Write out the entire listing below exactly as it appears, minus any pictures.
——
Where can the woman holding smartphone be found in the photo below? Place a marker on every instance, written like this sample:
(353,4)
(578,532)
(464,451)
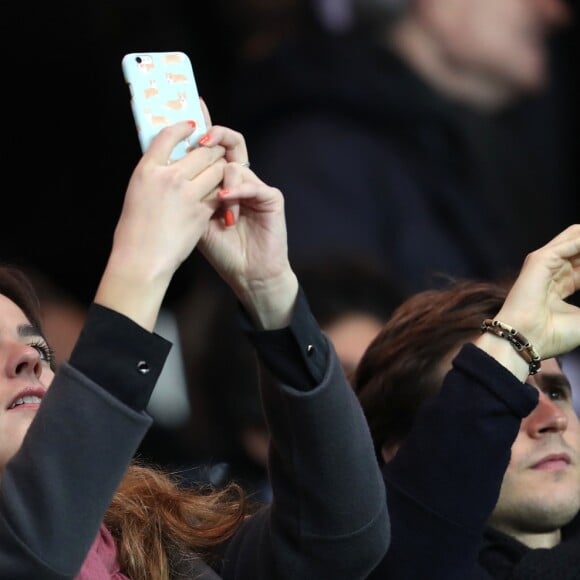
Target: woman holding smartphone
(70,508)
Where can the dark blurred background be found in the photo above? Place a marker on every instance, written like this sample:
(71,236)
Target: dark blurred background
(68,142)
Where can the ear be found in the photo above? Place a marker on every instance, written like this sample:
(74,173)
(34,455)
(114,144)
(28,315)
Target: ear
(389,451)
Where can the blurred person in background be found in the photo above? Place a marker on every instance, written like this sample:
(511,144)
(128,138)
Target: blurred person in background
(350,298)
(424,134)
——
● **OUTPUT FOR THIS EXERCISE**
Where can the woman holding smartphone be found in the photo below? Place a marker on every instance, written like this sample:
(353,4)
(578,532)
(464,451)
Target: woman holding smartphone
(70,508)
Where can the dark blurred background be found in the photo above? Place a marker on every instance, written like this sample:
(71,236)
Target: dark blurred background
(68,142)
Where can the ear be found in the photo above? Place a marker on every instance, written like this sample:
(74,173)
(34,455)
(114,144)
(28,315)
Target: ear
(389,451)
Where can the blurred person in background be found in the photo above? Place a marker on every instance, written like this sample:
(511,144)
(128,138)
Target: blurred person in background
(350,298)
(424,134)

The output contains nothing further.